Instruções da tarefa: Você pode escrever a continuação do texto sobre o filme O Primeiro Homem, começando logo depois da última frase dele?

Trecho do documento:
================================

O Primeiro Homem parte de uma fonte excelente — a biografia homônima (lançada aqui pela editora Intrínseca) do historiador americano James R. Hansen, que entrevistou longamente Armstrong e dezenas de pessoas de seu círculo íntimo e profissional. Chazelle, entretanto, corta na carne, e com muito proveito, o material à sua disposição: elimina tudo que se refira à vida pregressa e posterior do protagonista para se concentrar tão somente nesse período de 1962 até a alunagem de 1969. Nada poderia explicar Armstrong — ou qualquer outro desbravador — tão bem quanto esses anos decisivos. Nem o próprio Armstrong, um homem reservado e calado, poderia se explicar tão bem quanto Gosling o faz com sua atuação reticente, repleta de espaços livres, que dá contorno ao personagem sem tentar preenchê-­lo em demasia. (Armstrong era de poucas palavras, mas boas: “Um pequeno passo para um homem, um salto gigantesco para a humanidade”, a frase com que marcou seu desembarque do módulo lunar, é um exemplo de eficácia poética.)

================================

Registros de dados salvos
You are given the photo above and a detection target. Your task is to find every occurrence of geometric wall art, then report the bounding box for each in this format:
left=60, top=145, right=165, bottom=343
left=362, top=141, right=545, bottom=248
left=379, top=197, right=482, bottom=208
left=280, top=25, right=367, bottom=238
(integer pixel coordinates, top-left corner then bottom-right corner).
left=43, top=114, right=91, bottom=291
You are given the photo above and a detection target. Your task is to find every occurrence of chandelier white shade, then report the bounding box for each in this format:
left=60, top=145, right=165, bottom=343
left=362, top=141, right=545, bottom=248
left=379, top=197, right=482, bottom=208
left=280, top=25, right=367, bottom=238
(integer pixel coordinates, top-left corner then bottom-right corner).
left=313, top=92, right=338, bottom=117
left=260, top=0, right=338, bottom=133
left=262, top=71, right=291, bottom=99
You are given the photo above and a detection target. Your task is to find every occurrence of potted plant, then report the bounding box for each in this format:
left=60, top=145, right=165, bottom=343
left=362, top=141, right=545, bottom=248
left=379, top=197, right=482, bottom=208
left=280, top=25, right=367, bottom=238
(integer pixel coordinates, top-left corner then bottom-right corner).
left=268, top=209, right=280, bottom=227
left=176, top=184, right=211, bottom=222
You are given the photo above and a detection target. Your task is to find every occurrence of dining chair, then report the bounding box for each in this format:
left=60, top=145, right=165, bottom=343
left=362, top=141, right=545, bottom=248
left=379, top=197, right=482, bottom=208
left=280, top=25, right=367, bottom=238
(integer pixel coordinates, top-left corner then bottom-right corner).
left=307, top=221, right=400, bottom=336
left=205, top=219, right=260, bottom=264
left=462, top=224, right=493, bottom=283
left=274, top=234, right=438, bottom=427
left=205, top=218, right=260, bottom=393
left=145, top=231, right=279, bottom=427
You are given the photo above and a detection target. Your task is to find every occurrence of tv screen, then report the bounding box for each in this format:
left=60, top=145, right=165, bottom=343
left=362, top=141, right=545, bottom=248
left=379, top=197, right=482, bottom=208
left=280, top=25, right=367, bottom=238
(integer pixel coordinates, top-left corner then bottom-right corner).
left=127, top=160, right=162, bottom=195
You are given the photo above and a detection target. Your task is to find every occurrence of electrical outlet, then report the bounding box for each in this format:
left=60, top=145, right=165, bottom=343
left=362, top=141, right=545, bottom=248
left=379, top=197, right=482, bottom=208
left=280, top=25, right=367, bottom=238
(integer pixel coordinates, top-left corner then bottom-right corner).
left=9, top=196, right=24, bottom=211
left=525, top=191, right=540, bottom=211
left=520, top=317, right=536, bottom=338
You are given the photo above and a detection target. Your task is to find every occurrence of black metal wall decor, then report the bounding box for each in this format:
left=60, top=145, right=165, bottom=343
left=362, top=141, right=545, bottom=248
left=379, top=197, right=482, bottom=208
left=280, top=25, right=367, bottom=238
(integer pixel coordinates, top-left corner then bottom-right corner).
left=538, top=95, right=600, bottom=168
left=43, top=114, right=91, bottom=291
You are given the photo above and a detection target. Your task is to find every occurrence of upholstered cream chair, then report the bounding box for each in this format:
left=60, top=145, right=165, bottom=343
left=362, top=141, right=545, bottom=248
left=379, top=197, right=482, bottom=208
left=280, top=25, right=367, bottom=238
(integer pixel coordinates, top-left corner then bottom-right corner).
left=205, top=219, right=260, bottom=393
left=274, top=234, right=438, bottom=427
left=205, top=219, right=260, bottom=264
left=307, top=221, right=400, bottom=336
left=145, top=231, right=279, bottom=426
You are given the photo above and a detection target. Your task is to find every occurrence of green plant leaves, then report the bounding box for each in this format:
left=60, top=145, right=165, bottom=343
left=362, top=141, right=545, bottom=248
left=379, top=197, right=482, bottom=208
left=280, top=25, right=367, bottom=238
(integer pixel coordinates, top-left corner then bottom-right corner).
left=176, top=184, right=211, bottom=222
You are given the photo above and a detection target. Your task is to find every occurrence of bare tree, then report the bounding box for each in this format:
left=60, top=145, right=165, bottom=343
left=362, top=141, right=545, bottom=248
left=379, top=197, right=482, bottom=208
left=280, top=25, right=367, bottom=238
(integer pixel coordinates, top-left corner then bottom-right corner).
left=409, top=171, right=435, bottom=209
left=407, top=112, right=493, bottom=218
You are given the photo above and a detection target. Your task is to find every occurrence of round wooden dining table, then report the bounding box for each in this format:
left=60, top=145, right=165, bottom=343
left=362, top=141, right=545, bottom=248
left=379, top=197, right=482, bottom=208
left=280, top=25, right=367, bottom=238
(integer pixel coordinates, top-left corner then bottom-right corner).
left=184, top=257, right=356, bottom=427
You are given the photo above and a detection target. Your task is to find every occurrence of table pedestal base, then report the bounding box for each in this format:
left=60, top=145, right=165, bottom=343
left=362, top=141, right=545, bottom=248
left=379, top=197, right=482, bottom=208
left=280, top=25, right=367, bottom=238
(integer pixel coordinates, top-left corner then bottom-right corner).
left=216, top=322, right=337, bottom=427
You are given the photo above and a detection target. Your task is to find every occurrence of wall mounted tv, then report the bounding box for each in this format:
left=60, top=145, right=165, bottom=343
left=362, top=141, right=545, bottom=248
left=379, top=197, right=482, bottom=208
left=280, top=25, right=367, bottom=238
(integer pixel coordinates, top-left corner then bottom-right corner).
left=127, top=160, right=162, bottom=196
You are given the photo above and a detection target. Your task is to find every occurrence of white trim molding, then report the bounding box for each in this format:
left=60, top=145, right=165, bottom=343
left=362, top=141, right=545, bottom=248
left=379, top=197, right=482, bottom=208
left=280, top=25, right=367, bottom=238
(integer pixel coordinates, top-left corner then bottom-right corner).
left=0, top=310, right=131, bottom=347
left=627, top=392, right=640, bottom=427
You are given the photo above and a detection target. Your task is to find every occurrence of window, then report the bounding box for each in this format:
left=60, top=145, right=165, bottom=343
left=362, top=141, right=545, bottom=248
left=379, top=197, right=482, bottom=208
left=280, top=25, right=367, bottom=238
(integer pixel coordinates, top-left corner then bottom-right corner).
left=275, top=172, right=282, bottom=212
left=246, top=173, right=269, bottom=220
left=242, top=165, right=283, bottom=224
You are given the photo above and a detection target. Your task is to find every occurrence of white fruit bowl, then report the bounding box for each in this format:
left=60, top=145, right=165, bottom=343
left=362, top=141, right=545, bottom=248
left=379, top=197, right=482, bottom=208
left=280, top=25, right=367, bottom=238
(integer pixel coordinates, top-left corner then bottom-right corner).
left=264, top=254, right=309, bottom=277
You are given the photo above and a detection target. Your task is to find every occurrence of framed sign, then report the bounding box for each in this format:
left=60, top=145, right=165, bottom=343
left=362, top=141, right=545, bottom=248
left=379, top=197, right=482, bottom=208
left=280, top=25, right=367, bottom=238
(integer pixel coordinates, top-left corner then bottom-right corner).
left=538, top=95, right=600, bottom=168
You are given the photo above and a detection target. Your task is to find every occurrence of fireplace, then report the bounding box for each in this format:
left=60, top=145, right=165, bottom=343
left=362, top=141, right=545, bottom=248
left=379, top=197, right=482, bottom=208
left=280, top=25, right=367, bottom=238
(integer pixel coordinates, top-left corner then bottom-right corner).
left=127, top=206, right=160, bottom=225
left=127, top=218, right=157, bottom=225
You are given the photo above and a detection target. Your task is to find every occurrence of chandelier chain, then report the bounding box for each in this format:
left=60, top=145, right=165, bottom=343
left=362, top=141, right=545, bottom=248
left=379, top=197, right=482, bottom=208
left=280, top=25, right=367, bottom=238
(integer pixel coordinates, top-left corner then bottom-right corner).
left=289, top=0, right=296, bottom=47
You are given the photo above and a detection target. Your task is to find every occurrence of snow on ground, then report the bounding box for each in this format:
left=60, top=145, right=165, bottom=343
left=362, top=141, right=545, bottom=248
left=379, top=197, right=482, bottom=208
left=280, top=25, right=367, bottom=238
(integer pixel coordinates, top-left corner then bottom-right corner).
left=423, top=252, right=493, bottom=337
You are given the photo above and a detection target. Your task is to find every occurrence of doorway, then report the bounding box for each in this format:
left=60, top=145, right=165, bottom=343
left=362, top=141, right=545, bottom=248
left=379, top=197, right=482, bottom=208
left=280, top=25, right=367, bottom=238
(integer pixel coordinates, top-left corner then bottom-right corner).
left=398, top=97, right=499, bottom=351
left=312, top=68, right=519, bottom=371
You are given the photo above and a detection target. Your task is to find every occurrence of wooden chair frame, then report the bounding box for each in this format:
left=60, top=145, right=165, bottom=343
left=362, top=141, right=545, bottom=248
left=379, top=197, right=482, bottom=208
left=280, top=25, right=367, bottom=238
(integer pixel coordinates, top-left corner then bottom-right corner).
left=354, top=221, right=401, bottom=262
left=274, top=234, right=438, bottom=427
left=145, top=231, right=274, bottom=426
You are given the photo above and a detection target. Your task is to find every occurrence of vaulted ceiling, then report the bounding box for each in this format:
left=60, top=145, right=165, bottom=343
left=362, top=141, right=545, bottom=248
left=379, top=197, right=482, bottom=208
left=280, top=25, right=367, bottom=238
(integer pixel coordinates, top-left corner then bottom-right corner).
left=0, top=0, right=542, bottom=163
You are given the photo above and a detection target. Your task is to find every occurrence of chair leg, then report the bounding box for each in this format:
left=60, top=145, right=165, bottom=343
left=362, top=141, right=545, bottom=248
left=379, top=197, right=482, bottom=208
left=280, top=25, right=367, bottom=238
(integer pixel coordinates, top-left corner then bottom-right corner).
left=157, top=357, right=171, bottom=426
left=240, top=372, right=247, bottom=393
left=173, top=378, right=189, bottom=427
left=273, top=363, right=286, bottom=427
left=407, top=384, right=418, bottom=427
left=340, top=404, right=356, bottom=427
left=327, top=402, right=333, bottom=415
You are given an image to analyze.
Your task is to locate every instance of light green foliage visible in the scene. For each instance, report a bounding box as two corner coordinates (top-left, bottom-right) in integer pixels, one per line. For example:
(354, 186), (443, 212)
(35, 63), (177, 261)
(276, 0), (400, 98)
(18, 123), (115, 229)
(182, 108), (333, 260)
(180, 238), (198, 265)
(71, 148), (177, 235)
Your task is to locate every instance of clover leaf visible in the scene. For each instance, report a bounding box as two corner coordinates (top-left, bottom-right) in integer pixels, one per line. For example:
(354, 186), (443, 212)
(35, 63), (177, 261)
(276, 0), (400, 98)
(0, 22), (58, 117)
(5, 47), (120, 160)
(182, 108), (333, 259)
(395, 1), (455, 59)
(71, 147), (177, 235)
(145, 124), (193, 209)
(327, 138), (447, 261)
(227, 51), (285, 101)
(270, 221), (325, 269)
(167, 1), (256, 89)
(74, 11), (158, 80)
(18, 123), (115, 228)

================================

Resultado da tarefa:
Emoldurado pela escala visual limpa mas majestosa de Chazelle, o desempenho de Gosling resulta numa espécie de meditação sobre a voragem que leva um homem a romper barreiras. Faz lembrar o poema (aquele do “Tudo vale a pena se a alma não é pequena”) do português Fernando Pessoa sobre o navegador Gil Eanes, que, em 1434, dobrou o Cabo Bojador, no norte da África, onde então se julgava ficar o fim do mundo. Ao contrário do que diz o poema, porém, Armstrong não teve de passar além da dor para dobrar o Bojador: dobrou-o por causa dela, e para deixá-la, afinal, do lado de lá.